Rewrite the records below, replacing "sliding glass door" with "patio door" and keeping everything else the same. Leave out the pictures.

------ INFORMATION SHOWN ------

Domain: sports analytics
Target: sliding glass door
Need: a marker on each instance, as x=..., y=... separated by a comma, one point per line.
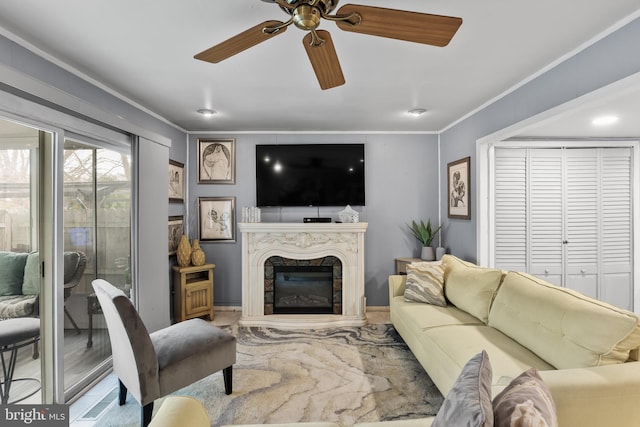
x=20, y=240
x=97, y=226
x=71, y=207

------

• **FINISHED ANSWER**
Domain: sports analytics
Target: patio door
Need: a marker on each instance, as x=..., y=... separated by a comma, one point per line.
x=20, y=240
x=97, y=226
x=71, y=207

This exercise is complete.